# Extrait du texte

╔══

Dans la ville allemande de Coblence, deux anciens officiers des services secrets syriens sont accusés de crimes contre l'humanité : Anwar Raslan, qui aurait dirigé l'unité d'enquête de la branche 251 des services secrets généraux à Damas, et Eyad Al-Gharib, qui aurait arrêté des manifestants et les aurait emmenés à la prison de la branche. Selon l'acte d'accusation, ils sont responsables de 58 meurtres, 4.000 cas de torture et deux cas de viol ou d'agression sexuelle en 2011 et 2012. Depuis le début du procès en avril, les survivants de la branche 251, ou branche Al-Khatib, ont décrit des tortures systématiques en prison.
Le témoin, au 30e jour du procès, un homme robuste d'âge moyen en survêtement, avait demandé l’anonymat. Lors de ses interrogatoires avec la police fédérale allemande (BKA) l'année dernière, il a fait état de menaces contre les membres de sa famille en Syrie. Au tribunal, il a comparu sous le nom de code Z30/07/19 et a été autorisé à garder son masque facial, malgré les objections de la défense. Il était employé dans les services funéraires de la ville de Damas, raconte-t-il, jusqu'à ce que lui et ses collègues soient approchés en 2011 par deux agents des services de sécurité, qui les ont recrutés pour travailler sur les fosses communes de Najha et Al-Qutaifah, près de la capitale syrienne. « Ils m'ont donné une voiture, pour que je ne sois pas arrêté aux postes de contrôle militaires. C'était une camionnette de 14 places, avec des photos de Bachar Al-Assad à l'avant et à l'arrière. »
700 corps par camion, 4 fois par semaine
Sa tâche consistait à conduire son équipe du bureau aux fosses communes et à tenir des listes des cadavres livrés par les différents services de sécurité. « Les chiffres devaient être enregistrés et j'ai prêté mon concours à cela. J'avais mon propre bureau dans l'administration gouvernementale où je travaillais », dit-il. Ses collègues faisaient le sale boulot : « Un camion arrivait et les portes étaient ouvertes. Certains employés allaient à l'intérieur et poussaient les corps à l'extérieur avec leurs mains. Puis une pelleteuse refermait la fosse », décrit le témoin. Le nombre de morts variait, mais un camion transportait généralement environ 700 corps. « Les tranchées mesuraient jusqu'à cent mètres de long et six mètres de profondeur », précise-t-il, ajoutant que les cimetières s'étendaient sur plusieurs milliers de mètres carrés.

╚══

# Partie données
╔══

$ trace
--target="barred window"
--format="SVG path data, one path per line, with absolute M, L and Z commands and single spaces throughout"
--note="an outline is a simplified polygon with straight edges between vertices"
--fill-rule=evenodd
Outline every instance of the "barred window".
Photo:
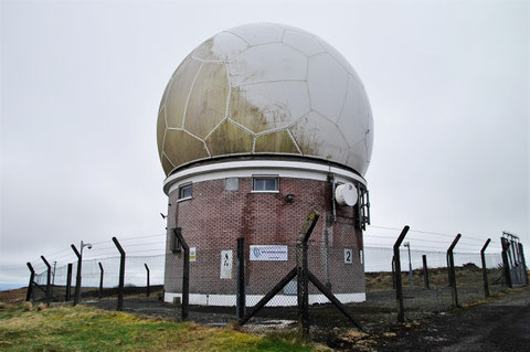
M 184 183 L 179 186 L 179 200 L 189 199 L 191 198 L 191 195 L 192 195 L 191 182 Z
M 279 178 L 277 175 L 254 175 L 252 177 L 253 192 L 278 192 Z

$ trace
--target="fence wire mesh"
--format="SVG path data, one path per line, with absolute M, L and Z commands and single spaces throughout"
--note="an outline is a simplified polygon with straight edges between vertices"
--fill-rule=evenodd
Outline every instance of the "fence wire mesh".
M 226 248 L 190 248 L 190 319 L 198 322 L 225 324 L 236 320 L 237 247 L 236 243 Z M 277 244 L 269 248 L 245 244 L 246 263 L 246 311 L 252 309 L 296 265 L 296 245 Z M 274 250 L 273 250 L 274 249 Z M 348 250 L 347 250 L 348 249 Z M 257 250 L 257 252 L 256 252 Z M 349 252 L 351 250 L 351 252 Z M 256 256 L 265 256 L 265 259 Z M 276 256 L 276 257 L 275 257 Z M 426 287 L 423 256 L 427 262 L 428 288 Z M 448 284 L 447 254 L 439 250 L 409 250 L 400 248 L 405 317 L 417 318 L 446 311 L 452 308 L 452 294 Z M 53 258 L 51 258 L 53 259 Z M 500 253 L 485 256 L 487 278 L 491 295 L 506 288 Z M 457 295 L 460 305 L 484 299 L 484 279 L 479 253 L 454 254 L 456 266 Z M 114 305 L 119 282 L 120 257 L 104 257 L 83 260 L 82 298 L 97 301 L 99 295 L 100 268 L 103 266 L 103 300 Z M 396 298 L 393 277 L 393 248 L 365 246 L 325 246 L 311 242 L 308 247 L 308 269 L 344 303 L 347 311 L 365 324 L 377 324 L 382 320 L 395 320 Z M 126 256 L 125 294 L 127 297 L 147 296 L 147 269 L 151 301 L 158 301 L 152 310 L 167 310 L 168 317 L 179 318 L 182 299 L 183 253 L 167 253 L 153 256 Z M 66 296 L 67 264 L 52 267 L 52 301 L 64 301 Z M 77 264 L 72 263 L 72 299 L 75 294 Z M 412 280 L 411 280 L 412 273 Z M 35 275 L 34 299 L 45 299 L 47 271 Z M 163 291 L 162 291 L 163 286 Z M 311 282 L 309 287 L 309 314 L 315 329 L 331 329 L 351 326 L 330 301 Z M 130 300 L 129 300 L 130 299 Z M 132 305 L 127 298 L 125 308 Z M 162 302 L 162 299 L 166 303 Z M 151 305 L 142 301 L 144 305 Z M 109 306 L 109 307 L 110 307 Z M 163 307 L 162 307 L 163 306 Z M 114 307 L 114 306 L 113 306 Z M 146 306 L 147 307 L 147 306 Z M 148 309 L 145 309 L 148 311 Z M 271 328 L 296 327 L 297 279 L 288 280 L 245 329 L 263 330 Z

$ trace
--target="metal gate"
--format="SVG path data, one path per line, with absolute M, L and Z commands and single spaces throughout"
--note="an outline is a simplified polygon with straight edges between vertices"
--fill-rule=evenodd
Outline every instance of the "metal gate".
M 502 263 L 508 286 L 522 287 L 528 285 L 527 265 L 519 237 L 504 232 L 500 242 L 502 243 Z

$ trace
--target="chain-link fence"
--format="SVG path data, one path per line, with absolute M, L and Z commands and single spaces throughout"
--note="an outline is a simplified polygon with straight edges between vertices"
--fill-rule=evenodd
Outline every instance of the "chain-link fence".
M 235 241 L 233 246 L 222 248 L 189 249 L 190 320 L 213 324 L 233 323 L 241 320 L 245 312 L 252 311 L 267 295 L 272 295 L 267 303 L 244 324 L 244 329 L 285 329 L 297 326 L 300 309 L 296 276 L 298 248 L 295 243 L 276 243 L 272 246 L 245 243 L 240 253 Z M 382 321 L 395 321 L 396 318 L 393 257 L 394 250 L 391 247 L 364 246 L 359 250 L 353 245 L 330 246 L 310 242 L 307 248 L 307 269 L 342 303 L 347 314 L 364 326 L 377 326 Z M 243 263 L 244 268 L 241 268 Z M 405 319 L 454 307 L 446 252 L 411 249 L 409 244 L 407 247 L 400 247 L 400 264 Z M 483 269 L 480 253 L 455 252 L 454 264 L 459 305 L 485 298 L 485 274 L 491 295 L 506 288 L 500 253 L 485 254 L 486 270 Z M 119 256 L 83 260 L 82 301 L 115 309 L 119 273 Z M 71 270 L 67 264 L 52 267 L 52 301 L 66 300 L 68 276 L 73 300 L 76 275 L 76 262 L 72 262 Z M 180 319 L 184 276 L 182 248 L 153 256 L 126 255 L 123 290 L 126 295 L 125 309 Z M 41 268 L 34 281 L 32 299 L 45 300 L 47 270 Z M 275 291 L 282 281 L 284 285 Z M 244 296 L 243 306 L 241 295 Z M 142 300 L 138 301 L 140 298 Z M 308 302 L 311 327 L 316 331 L 351 327 L 351 320 L 344 318 L 340 307 L 332 305 L 322 289 L 310 280 Z M 138 309 L 134 310 L 135 307 Z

╚══

# Tâches à réaliser
a - Répondez brièvement à ces questions sur le texte consacré au procès de Coblence :
(i) Sous quel nom de code le témoin a-t-il comparu au tribunal ?
(ii) Selon l'acte d'accusation, de combien de cas de torture les deux accusés sont-ils tenus responsables ?
(iii) Combien de corps un camion transportait-il généralement ?
b - Reprenez le texte sur le procès de Coblence juste après sa dernière phrase.
Vous n'avez pas besoin des enregistrements.

# Réponses dans l'ordre
a -
(i) Z30/07/19
(ii) 4.000 cas de torture
(iii) Environ 700 corps

b -
"Deux fois par semaine, les cadavres venaient de la prison de Saydnaya, et une ou deux fois par semaine des hôpitaux militaires Tishreen et Harasta", explique-t-il en ajoutant que ceux-ci collectaient les cadavres en provenance des services de sécurité de toute la ville, parmi lesquels la branche 251. "Les corps de Saydnaya étaient exécutés pendant la nuit et devaient être enterrés le jour même", ajoute-t-il. "Par conséquent, ils ne sentaient pas." Sur ceux-ci, il dit avoir vu des traces de pendaison. Il décrit des ecchymoses, des ongles manquants et des traces de chocs électriques. Par contre, il gardait ses distances avec les cadavres provenant des hôpitaux militaires. "L'odeur était si forte qu'elle restait dans mon nez, même après notre départ", se souvient-il. "Dès que les portes (des camions) s’ouvraient, l'odeur se répandait sur une centaine de mètres. Il y avait des flots de sang et d'asticots. La première fois que nous y sommes allés, je n'ai pas pu manger pendant plusieurs jours.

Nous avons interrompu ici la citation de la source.